Data shown:
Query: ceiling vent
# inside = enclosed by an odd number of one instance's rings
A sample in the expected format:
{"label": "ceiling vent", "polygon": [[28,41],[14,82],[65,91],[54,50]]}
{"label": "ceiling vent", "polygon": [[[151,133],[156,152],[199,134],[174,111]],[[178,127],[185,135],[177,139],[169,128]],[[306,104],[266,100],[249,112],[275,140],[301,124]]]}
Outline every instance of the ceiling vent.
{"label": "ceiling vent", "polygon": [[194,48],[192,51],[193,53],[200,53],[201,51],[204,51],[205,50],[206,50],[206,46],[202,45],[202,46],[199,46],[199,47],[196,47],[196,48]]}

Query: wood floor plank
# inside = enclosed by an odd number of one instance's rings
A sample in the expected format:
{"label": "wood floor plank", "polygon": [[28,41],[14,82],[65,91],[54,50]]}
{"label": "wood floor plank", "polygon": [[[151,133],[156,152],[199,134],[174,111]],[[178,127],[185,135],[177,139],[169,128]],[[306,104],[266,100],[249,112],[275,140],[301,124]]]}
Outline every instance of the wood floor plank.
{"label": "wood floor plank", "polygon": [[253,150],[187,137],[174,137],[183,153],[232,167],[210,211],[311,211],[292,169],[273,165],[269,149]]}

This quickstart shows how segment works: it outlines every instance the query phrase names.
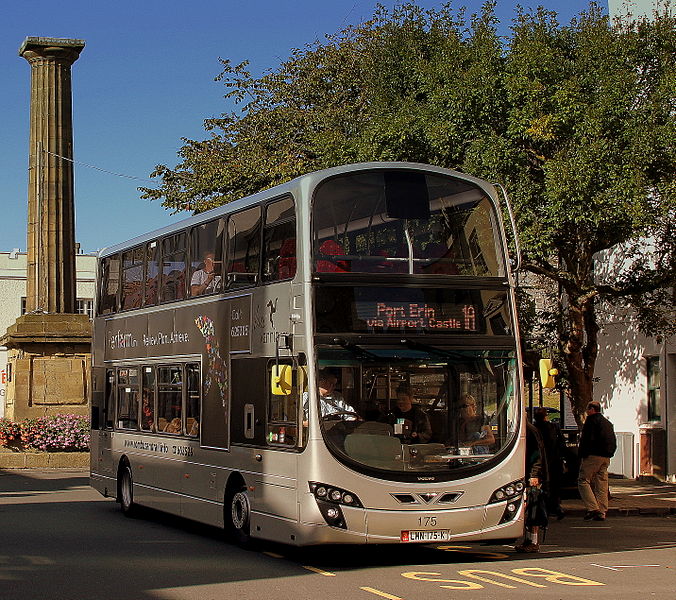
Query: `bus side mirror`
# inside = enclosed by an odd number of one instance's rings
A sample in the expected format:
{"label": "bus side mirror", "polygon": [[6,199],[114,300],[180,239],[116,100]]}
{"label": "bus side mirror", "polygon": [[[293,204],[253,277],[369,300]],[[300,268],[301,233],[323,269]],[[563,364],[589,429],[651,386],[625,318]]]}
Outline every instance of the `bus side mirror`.
{"label": "bus side mirror", "polygon": [[540,383],[542,387],[553,388],[556,385],[556,376],[559,370],[553,367],[551,358],[540,359]]}
{"label": "bus side mirror", "polygon": [[291,365],[273,365],[270,372],[270,389],[273,396],[289,396],[293,389]]}
{"label": "bus side mirror", "polygon": [[307,367],[298,367],[298,389],[302,392],[307,392]]}

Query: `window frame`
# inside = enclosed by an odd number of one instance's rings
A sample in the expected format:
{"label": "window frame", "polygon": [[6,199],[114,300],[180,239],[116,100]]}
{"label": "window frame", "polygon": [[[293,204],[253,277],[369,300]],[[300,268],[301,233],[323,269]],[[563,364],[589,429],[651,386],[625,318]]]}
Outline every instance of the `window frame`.
{"label": "window frame", "polygon": [[[270,207],[278,204],[280,202],[285,202],[285,201],[290,201],[291,202],[291,209],[292,209],[292,215],[290,217],[286,217],[285,219],[278,219],[273,221],[272,223],[268,223],[268,214]],[[261,269],[261,275],[260,275],[260,280],[262,285],[266,284],[271,284],[271,283],[277,283],[279,281],[288,281],[290,279],[293,279],[296,276],[296,272],[298,270],[298,219],[296,218],[296,201],[294,197],[291,194],[287,194],[284,196],[280,196],[279,198],[274,198],[267,202],[264,207],[263,207],[263,215],[262,215],[262,240],[261,240],[261,260],[260,260],[260,269]],[[293,255],[288,256],[288,257],[282,257],[281,254],[277,254],[276,256],[276,261],[277,261],[277,268],[274,270],[277,274],[280,272],[279,268],[279,263],[281,262],[282,258],[288,258],[292,261],[293,264],[293,272],[290,275],[287,275],[286,277],[272,277],[270,276],[270,273],[268,272],[267,265],[270,261],[270,241],[272,239],[272,236],[270,235],[271,233],[274,233],[276,230],[279,228],[282,228],[284,226],[287,226],[289,224],[293,224],[293,238],[286,238],[286,240],[291,240],[293,239]],[[282,242],[281,246],[284,245],[284,242]],[[280,247],[281,251],[281,247]]]}
{"label": "window frame", "polygon": [[646,409],[650,423],[662,421],[662,364],[659,356],[646,357]]}

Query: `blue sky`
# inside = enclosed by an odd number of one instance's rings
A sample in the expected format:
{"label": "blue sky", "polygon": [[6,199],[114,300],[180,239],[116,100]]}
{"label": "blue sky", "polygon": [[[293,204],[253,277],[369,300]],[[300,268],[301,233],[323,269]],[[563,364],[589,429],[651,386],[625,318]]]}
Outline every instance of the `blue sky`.
{"label": "blue sky", "polygon": [[[0,251],[26,249],[30,67],[18,49],[27,36],[86,41],[73,65],[73,123],[76,241],[90,252],[188,216],[172,216],[159,203],[141,200],[137,188],[153,185],[147,178],[155,165],[177,164],[182,137],[201,139],[204,119],[230,109],[222,84],[214,81],[219,57],[249,60],[252,71],[261,73],[292,48],[369,18],[375,4],[0,0]],[[505,31],[516,4],[498,1]],[[520,4],[554,9],[567,24],[588,1]],[[453,3],[470,12],[480,5],[480,0]]]}

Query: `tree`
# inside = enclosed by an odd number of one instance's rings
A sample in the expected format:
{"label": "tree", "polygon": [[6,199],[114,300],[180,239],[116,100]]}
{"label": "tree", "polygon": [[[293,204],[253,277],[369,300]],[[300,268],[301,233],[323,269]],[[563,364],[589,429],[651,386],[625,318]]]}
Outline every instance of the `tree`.
{"label": "tree", "polygon": [[[593,398],[599,301],[637,305],[653,330],[670,322],[676,23],[664,14],[611,24],[592,3],[568,26],[553,12],[521,11],[505,42],[494,8],[467,18],[450,7],[381,7],[261,77],[222,61],[226,98],[241,113],[206,121],[206,140],[184,140],[182,162],[158,166],[161,185],[144,197],[199,212],[366,160],[503,182],[524,268],[560,290],[558,347],[581,423]],[[658,249],[650,261],[640,252],[646,238]],[[621,273],[599,280],[599,253],[618,244],[628,252]]]}

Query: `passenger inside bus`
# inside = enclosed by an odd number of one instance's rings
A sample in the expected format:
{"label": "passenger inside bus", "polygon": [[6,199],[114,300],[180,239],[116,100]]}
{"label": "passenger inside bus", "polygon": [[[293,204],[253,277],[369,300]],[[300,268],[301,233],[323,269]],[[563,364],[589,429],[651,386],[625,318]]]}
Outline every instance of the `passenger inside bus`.
{"label": "passenger inside bus", "polygon": [[333,239],[324,240],[319,246],[320,259],[317,260],[319,273],[345,273],[350,270],[347,260],[336,260],[334,256],[345,256],[345,250]]}
{"label": "passenger inside bus", "polygon": [[413,391],[408,385],[397,388],[397,405],[389,415],[394,435],[405,444],[426,444],[432,437],[432,426],[425,411],[413,404]]}
{"label": "passenger inside bus", "polygon": [[479,414],[477,402],[471,394],[460,398],[460,421],[458,437],[460,445],[469,447],[472,454],[489,454],[495,444],[495,436],[486,415]]}
{"label": "passenger inside bus", "polygon": [[199,269],[192,274],[190,280],[190,295],[202,296],[204,294],[213,294],[221,289],[221,276],[218,275],[214,260],[213,250],[204,253],[204,258]]}
{"label": "passenger inside bus", "polygon": [[343,395],[336,391],[337,382],[338,377],[331,371],[322,369],[319,372],[317,386],[319,388],[319,407],[322,418],[346,415],[347,420],[355,420],[357,412],[345,401]]}

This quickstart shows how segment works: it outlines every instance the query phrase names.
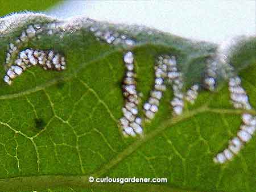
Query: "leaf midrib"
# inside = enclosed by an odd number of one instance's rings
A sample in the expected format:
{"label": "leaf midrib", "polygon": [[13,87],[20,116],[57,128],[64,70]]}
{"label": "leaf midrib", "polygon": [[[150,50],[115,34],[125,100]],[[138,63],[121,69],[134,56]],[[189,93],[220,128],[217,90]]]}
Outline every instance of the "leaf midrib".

Written exercise: Every entry above needs to be retyped exactly; drop the pictures.

Solution for this problem:
Query: ceiling vent
# inside = enclosed by an odd number of one instance's rings
A sample in the expected format:
{"label": "ceiling vent", "polygon": [[28,41],[14,82],[65,91],[54,50]]}
{"label": "ceiling vent", "polygon": [[[151,133],[156,152],[199,134],[174,111]],[[178,127],[185,135],[177,139],[169,128]],[[306,104],[266,100],[249,112],[275,140],[301,124]]]}
Outline every instance of the ceiling vent.
{"label": "ceiling vent", "polygon": [[194,48],[192,51],[193,53],[200,53],[201,51],[204,51],[205,50],[206,50],[206,46],[202,45],[202,46],[199,46],[199,47],[196,47],[196,48]]}

Query: wood floor plank
# inside = enclosed by an odd number of one instance's rings
A sample in the expected format:
{"label": "wood floor plank", "polygon": [[28,41],[14,82],[65,91],[54,50]]}
{"label": "wood floor plank", "polygon": [[[151,133],[156,152],[199,134],[174,111]],[[178,127],[185,135],[177,139],[169,128]],[[306,104],[266,100],[249,112],[275,140],[301,124]]]}
Outline every instance of the wood floor plank.
{"label": "wood floor plank", "polygon": [[253,150],[187,137],[174,137],[183,153],[232,167],[210,211],[311,211],[292,169],[273,165],[269,149]]}

This quickstart shows how segment works: it outlines every instance the query phrase names.
Query: `bus side mirror`
# inside = enclosed by an odd number of one instance's rings
A sample in the expected format:
{"label": "bus side mirror", "polygon": [[6,199],[114,300],[180,239],[116,100]]}
{"label": "bus side mirror", "polygon": [[[293,204],[253,277],[369,300]],[[300,268],[301,233],[323,269]],[[563,364],[589,429],[651,386],[625,318]]]}
Outline every instance of the `bus side mirror`.
{"label": "bus side mirror", "polygon": [[540,383],[542,387],[553,388],[556,385],[556,376],[559,370],[553,367],[551,358],[540,359]]}
{"label": "bus side mirror", "polygon": [[291,365],[273,365],[270,372],[270,389],[273,396],[289,396],[293,389]]}
{"label": "bus side mirror", "polygon": [[307,367],[298,367],[298,389],[302,392],[307,392]]}

Query: `window frame`
# inside = enclosed by an odd number of one instance's rings
A sample in the expected format:
{"label": "window frame", "polygon": [[6,199],[114,300],[180,239],[116,100]]}
{"label": "window frame", "polygon": [[[293,204],[253,277],[369,300]],[[300,268],[301,233],[323,269]],[[563,364],[589,429],[651,386],[625,318]]]}
Outline every instance of the `window frame`.
{"label": "window frame", "polygon": [[[270,207],[278,204],[280,202],[285,202],[285,201],[290,201],[291,202],[291,209],[292,209],[292,215],[290,217],[286,217],[285,219],[278,219],[273,221],[272,223],[268,223],[268,214]],[[261,269],[261,275],[260,275],[260,280],[262,285],[266,284],[271,284],[271,283],[277,283],[279,281],[288,281],[290,279],[293,279],[296,276],[296,272],[298,270],[298,219],[296,218],[296,201],[294,197],[291,194],[287,194],[284,196],[280,196],[279,198],[274,198],[267,202],[264,207],[263,207],[263,215],[262,215],[262,240],[261,240],[261,260],[260,260],[260,269]],[[293,255],[288,256],[288,257],[282,257],[281,254],[277,254],[276,256],[276,261],[277,261],[277,268],[274,270],[277,274],[280,272],[279,268],[279,263],[281,262],[282,258],[288,258],[292,261],[293,264],[293,272],[290,275],[287,275],[286,277],[272,277],[270,276],[270,273],[268,272],[267,265],[270,261],[270,241],[272,239],[272,236],[270,235],[271,233],[274,233],[276,230],[279,228],[282,228],[284,226],[287,226],[289,224],[293,224],[293,238],[286,238],[286,240],[291,240],[293,239]],[[282,242],[281,246],[284,245],[284,242]],[[280,247],[281,251],[281,247]]]}
{"label": "window frame", "polygon": [[646,409],[650,423],[662,421],[662,364],[659,356],[646,357]]}

Query: `blue sky`
# inside = enclosed by an odd number of one instance's rings
A sample in the expected format:
{"label": "blue sky", "polygon": [[6,199],[114,300],[180,239],[116,100]]}
{"label": "blue sky", "polygon": [[[293,204],[253,277],[369,300]],[[300,268],[301,233],[323,269]],[[563,364],[589,429],[651,386],[625,318]]]}
Outline every instance of the `blue sky`.
{"label": "blue sky", "polygon": [[[0,251],[26,249],[30,67],[18,49],[27,36],[86,41],[73,65],[73,123],[76,241],[90,252],[188,216],[172,216],[159,203],[141,200],[137,188],[153,185],[147,178],[155,165],[177,164],[182,137],[201,139],[204,119],[230,109],[222,84],[214,81],[219,57],[249,60],[252,71],[261,73],[292,48],[369,18],[375,4],[0,0]],[[505,31],[516,4],[498,1]],[[520,4],[554,9],[567,24],[588,1]],[[453,3],[470,12],[480,5],[480,0]]]}

Query: `tree`
# inside = enclosed by an odd number of one instance's rings
A sample in the expected format:
{"label": "tree", "polygon": [[6,199],[114,300],[180,239],[116,100]]}
{"label": "tree", "polygon": [[[293,204],[253,277],[369,300]],[[300,268],[301,233],[323,269]],[[563,364],[589,429],[651,386],[625,318]]]}
Outline every instance of the `tree`.
{"label": "tree", "polygon": [[[593,398],[599,301],[637,305],[653,330],[670,322],[676,23],[664,14],[611,24],[592,3],[568,26],[553,12],[521,11],[505,42],[494,8],[467,18],[450,7],[381,7],[261,77],[222,61],[226,98],[241,113],[206,121],[206,140],[184,140],[182,162],[158,166],[161,185],[144,197],[199,212],[366,160],[503,182],[524,268],[560,290],[558,347],[581,423]],[[658,249],[650,261],[640,252],[646,238]],[[621,273],[599,280],[599,253],[618,244],[628,252]]]}

Query: `passenger inside bus`
# inside = enclosed by an odd number of one instance's rings
A sample in the expected format:
{"label": "passenger inside bus", "polygon": [[6,199],[114,300],[180,239],[116,100]]}
{"label": "passenger inside bus", "polygon": [[[293,204],[253,277],[369,300]],[[300,268],[301,233],[323,269]],[[563,364],[589,429],[651,386],[625,318]]]}
Outline every instance of the `passenger inside bus`.
{"label": "passenger inside bus", "polygon": [[333,239],[324,240],[319,246],[320,259],[317,260],[319,273],[345,273],[350,270],[347,260],[336,260],[334,256],[345,256],[345,250]]}
{"label": "passenger inside bus", "polygon": [[413,391],[408,385],[397,388],[397,405],[389,415],[394,435],[405,444],[426,444],[432,437],[432,426],[425,411],[413,404]]}
{"label": "passenger inside bus", "polygon": [[479,414],[477,402],[471,394],[460,398],[460,421],[458,437],[460,445],[469,447],[472,454],[489,454],[495,444],[495,436],[486,415]]}
{"label": "passenger inside bus", "polygon": [[199,269],[192,274],[190,280],[190,295],[202,296],[204,294],[213,294],[221,289],[221,276],[218,275],[214,260],[213,250],[204,253],[204,258]]}
{"label": "passenger inside bus", "polygon": [[343,395],[336,391],[337,382],[338,377],[331,371],[322,369],[319,372],[317,386],[319,388],[319,407],[322,418],[346,415],[347,420],[355,420],[357,412],[345,401]]}

This quickstart shows how segment works: it outlines every instance the query phrase names.
Query: "leaf midrib"
# inside = enclosed by an odd number of one instance's rings
A sample in the expected format:
{"label": "leaf midrib", "polygon": [[13,87],[20,116],[57,128],[64,70]]}
{"label": "leaf midrib", "polygon": [[[150,50],[115,34],[125,100]],[[138,63],[121,69],[134,56]],[[189,93],[220,128],[217,90]]]}
Outline every instance of the "leaf midrib".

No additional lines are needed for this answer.